**GIVEN PROBLEM 1**
List each factor that appears in the parenthesized difference at the end of the equation in the zonal-flow text.

**TEXT**

---+---

Similar forms for $\delta\psi$ are assumed and the frequency and wavenumber matching conditions are implied. Here, consistent with the previous treatments [], the ZFZSs are assumed to contain a fine-scale radial structure in $\mit\Phi_{\rm{z}}$ , denoted by the summation over $j$ in equation (), in addition to the well-known meso-scale envelope in $k_{\rm{z}}$ .

Nonlinear equation for the ZF generation can be derived from the surface averaged vorticity equation (3),

$\omega_{\rm{z}}\hat{\chi_{\rm{z}}}\delta\phi_{\rm{z}} = -{\rm{i}}\frac{c}{B_0}k_{\rm{z}}k_{\theta,0}\bigg(1-\frac{k_{\parallel,0}^{2}v_{\rm{A}}^{2}}{\omega_{0}^{2}}\bigg) \left(A_+A_0^*-A_-A_0\right)\,.$

(30)

---+---

**GIVEN PROBLEM 2**
Please express the rows as a numbered list, from the row with "Mark every instance of the elderly" up to and including the last row, leaving out any blank lines.

---+---

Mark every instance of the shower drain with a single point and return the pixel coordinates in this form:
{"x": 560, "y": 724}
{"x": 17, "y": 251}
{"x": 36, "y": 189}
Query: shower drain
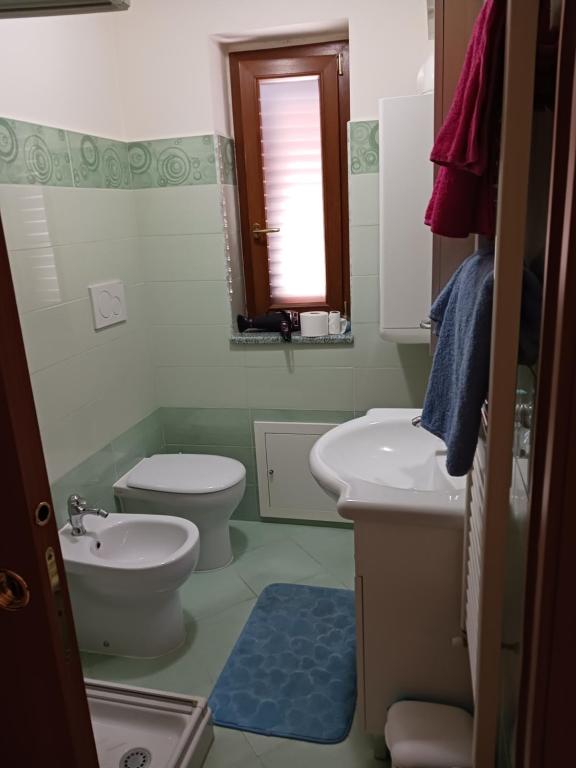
{"x": 136, "y": 758}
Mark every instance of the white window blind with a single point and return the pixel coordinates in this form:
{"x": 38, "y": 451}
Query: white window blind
{"x": 291, "y": 142}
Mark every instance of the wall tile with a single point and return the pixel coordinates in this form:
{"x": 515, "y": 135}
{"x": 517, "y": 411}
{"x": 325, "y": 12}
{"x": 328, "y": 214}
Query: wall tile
{"x": 97, "y": 162}
{"x": 365, "y": 299}
{"x": 172, "y": 162}
{"x": 198, "y": 345}
{"x": 364, "y": 250}
{"x": 24, "y": 216}
{"x": 388, "y": 388}
{"x": 292, "y": 357}
{"x": 313, "y": 388}
{"x": 44, "y": 277}
{"x": 201, "y": 387}
{"x": 364, "y": 142}
{"x": 33, "y": 154}
{"x": 178, "y": 211}
{"x": 57, "y": 333}
{"x": 206, "y": 426}
{"x": 191, "y": 303}
{"x": 142, "y": 440}
{"x": 279, "y": 414}
{"x": 188, "y": 257}
{"x": 364, "y": 200}
{"x": 85, "y": 215}
{"x": 249, "y": 507}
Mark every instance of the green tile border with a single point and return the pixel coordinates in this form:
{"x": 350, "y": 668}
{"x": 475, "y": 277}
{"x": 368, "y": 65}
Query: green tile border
{"x": 33, "y": 154}
{"x": 184, "y": 161}
{"x": 363, "y": 146}
{"x": 226, "y": 159}
{"x": 99, "y": 163}
{"x": 39, "y": 154}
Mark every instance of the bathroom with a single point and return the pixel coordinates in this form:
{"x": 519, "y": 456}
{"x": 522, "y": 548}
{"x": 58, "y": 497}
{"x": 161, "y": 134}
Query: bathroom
{"x": 124, "y": 178}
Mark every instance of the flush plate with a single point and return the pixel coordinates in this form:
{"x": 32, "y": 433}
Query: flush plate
{"x": 108, "y": 303}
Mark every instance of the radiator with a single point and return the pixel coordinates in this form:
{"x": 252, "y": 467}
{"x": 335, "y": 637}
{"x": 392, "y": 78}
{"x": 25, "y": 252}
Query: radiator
{"x": 474, "y": 537}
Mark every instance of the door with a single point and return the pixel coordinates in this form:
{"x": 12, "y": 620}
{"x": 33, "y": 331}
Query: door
{"x": 44, "y": 711}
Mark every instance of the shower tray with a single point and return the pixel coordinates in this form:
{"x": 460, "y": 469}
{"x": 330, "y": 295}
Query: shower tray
{"x": 142, "y": 728}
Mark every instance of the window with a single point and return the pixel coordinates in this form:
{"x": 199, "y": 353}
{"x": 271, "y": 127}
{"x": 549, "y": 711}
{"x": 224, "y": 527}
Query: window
{"x": 291, "y": 108}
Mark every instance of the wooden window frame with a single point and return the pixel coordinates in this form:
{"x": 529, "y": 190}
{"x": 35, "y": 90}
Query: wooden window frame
{"x": 246, "y": 68}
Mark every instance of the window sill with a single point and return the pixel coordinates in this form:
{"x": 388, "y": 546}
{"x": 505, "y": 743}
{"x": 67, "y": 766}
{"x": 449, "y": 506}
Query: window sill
{"x": 255, "y": 338}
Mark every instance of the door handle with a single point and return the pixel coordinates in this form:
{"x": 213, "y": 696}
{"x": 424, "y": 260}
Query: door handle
{"x": 14, "y": 591}
{"x": 258, "y": 230}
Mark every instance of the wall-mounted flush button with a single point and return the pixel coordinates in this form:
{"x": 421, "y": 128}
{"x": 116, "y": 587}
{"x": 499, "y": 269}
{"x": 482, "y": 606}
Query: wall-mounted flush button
{"x": 108, "y": 303}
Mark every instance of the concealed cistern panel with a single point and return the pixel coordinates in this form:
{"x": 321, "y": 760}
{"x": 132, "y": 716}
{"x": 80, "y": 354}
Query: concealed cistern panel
{"x": 406, "y": 136}
{"x": 108, "y": 303}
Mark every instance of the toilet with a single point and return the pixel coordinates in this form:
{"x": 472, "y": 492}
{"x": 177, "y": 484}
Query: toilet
{"x": 201, "y": 488}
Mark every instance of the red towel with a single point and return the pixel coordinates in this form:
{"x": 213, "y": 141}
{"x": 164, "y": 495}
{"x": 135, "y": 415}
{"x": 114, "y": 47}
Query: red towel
{"x": 464, "y": 200}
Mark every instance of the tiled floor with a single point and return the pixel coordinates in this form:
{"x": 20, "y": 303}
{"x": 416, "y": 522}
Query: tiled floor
{"x": 217, "y": 606}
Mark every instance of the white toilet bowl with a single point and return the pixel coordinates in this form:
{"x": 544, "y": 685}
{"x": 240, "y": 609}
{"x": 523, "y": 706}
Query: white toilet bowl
{"x": 124, "y": 574}
{"x": 203, "y": 489}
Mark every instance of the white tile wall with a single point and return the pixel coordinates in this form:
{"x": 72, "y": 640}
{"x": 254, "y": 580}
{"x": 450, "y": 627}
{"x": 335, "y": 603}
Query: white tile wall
{"x": 89, "y": 387}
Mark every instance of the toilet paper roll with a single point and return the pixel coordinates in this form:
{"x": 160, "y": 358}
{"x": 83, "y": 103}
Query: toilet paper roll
{"x": 314, "y": 323}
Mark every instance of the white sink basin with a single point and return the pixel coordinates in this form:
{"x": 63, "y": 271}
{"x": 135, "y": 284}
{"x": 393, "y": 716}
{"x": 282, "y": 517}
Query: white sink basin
{"x": 382, "y": 463}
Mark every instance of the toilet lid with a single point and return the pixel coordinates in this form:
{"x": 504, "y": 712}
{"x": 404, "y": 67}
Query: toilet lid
{"x": 186, "y": 473}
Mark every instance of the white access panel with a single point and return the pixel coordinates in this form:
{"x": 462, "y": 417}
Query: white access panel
{"x": 406, "y": 175}
{"x": 286, "y": 486}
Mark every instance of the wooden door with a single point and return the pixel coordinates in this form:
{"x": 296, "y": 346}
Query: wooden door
{"x": 547, "y": 716}
{"x": 454, "y": 20}
{"x": 43, "y": 712}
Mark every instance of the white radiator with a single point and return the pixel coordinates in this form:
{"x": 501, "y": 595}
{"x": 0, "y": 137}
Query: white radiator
{"x": 475, "y": 557}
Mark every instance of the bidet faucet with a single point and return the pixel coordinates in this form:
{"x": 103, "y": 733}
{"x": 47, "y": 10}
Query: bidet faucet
{"x": 77, "y": 508}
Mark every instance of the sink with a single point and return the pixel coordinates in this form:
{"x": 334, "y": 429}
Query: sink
{"x": 382, "y": 463}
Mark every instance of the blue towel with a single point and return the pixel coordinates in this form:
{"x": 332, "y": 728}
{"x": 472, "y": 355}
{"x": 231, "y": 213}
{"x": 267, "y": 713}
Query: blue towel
{"x": 458, "y": 383}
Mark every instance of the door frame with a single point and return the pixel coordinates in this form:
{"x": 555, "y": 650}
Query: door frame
{"x": 546, "y": 715}
{"x": 44, "y": 710}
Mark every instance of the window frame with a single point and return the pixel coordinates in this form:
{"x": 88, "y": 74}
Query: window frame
{"x": 327, "y": 60}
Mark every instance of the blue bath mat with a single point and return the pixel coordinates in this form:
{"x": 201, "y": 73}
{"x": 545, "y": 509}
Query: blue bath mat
{"x": 292, "y": 672}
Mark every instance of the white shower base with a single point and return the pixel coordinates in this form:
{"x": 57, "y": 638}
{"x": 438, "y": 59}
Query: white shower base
{"x": 141, "y": 728}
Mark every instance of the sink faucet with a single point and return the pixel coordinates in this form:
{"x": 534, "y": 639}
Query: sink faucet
{"x": 77, "y": 508}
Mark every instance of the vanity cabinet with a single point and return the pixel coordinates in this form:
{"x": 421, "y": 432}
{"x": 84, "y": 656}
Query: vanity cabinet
{"x": 408, "y": 605}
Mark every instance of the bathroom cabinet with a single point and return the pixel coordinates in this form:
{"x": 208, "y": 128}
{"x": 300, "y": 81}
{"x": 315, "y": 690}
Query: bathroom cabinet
{"x": 408, "y": 600}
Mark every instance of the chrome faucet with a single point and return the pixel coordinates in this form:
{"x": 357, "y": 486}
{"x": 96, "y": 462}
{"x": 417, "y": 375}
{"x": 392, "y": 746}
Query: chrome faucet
{"x": 77, "y": 508}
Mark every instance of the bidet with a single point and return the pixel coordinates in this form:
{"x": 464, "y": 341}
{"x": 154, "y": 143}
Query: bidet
{"x": 124, "y": 574}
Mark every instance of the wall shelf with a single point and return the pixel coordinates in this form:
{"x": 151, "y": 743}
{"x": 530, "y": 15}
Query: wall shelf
{"x": 250, "y": 338}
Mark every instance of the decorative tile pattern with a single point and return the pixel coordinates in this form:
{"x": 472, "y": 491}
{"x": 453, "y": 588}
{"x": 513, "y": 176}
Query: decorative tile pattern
{"x": 172, "y": 162}
{"x": 33, "y": 154}
{"x": 226, "y": 159}
{"x": 363, "y": 146}
{"x": 97, "y": 162}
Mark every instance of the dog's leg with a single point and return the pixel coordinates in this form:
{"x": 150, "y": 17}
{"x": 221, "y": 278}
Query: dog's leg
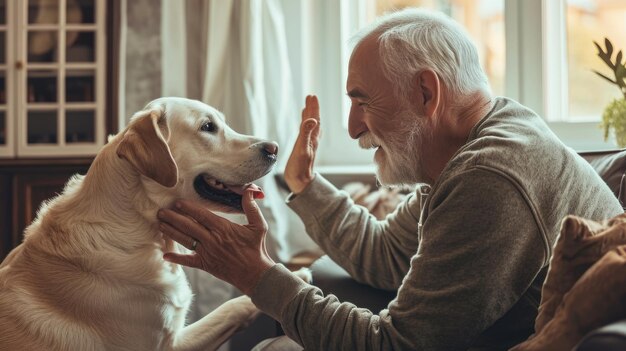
{"x": 218, "y": 326}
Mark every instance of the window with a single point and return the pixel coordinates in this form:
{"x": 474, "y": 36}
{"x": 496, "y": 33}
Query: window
{"x": 589, "y": 21}
{"x": 538, "y": 52}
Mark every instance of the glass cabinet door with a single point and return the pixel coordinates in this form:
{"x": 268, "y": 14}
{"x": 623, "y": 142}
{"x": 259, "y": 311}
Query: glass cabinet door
{"x": 6, "y": 126}
{"x": 62, "y": 79}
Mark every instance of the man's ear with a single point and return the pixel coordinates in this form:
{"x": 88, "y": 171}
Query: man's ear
{"x": 144, "y": 146}
{"x": 429, "y": 86}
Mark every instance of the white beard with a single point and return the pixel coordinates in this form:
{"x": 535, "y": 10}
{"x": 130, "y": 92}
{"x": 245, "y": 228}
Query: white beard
{"x": 400, "y": 160}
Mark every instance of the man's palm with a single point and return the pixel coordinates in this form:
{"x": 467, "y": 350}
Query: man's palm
{"x": 299, "y": 169}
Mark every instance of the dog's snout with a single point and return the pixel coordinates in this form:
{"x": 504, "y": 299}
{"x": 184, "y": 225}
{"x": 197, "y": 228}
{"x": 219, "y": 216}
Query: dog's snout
{"x": 269, "y": 149}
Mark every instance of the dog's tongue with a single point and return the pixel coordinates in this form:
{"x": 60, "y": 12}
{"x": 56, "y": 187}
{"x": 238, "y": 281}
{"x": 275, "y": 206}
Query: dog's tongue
{"x": 239, "y": 189}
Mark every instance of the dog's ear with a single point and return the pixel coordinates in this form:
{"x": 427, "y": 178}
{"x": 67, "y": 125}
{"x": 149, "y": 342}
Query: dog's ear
{"x": 144, "y": 146}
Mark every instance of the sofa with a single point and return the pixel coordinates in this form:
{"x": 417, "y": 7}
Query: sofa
{"x": 332, "y": 279}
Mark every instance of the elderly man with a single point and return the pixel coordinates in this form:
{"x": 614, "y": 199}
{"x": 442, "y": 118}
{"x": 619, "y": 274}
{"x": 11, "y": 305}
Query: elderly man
{"x": 469, "y": 272}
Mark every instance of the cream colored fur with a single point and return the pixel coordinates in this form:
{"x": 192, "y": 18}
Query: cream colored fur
{"x": 90, "y": 274}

---+---

**EXERCISE OUTPUT 1**
A_+, A_0^*, A_-, A_0

**EXERCISE OUTPUT 2**
1. Mark every instance of the elderly man with a single point and return the pixel coordinates in this form:
2. {"x": 614, "y": 199}
3. {"x": 442, "y": 118}
4. {"x": 619, "y": 274}
5. {"x": 11, "y": 305}
6. Query: elderly man
7. {"x": 469, "y": 272}
8. Mark every instance of the cream colored fur with a single point and return the pixel coordinates in this form:
9. {"x": 192, "y": 18}
10. Query: cream colored fur
11. {"x": 90, "y": 274}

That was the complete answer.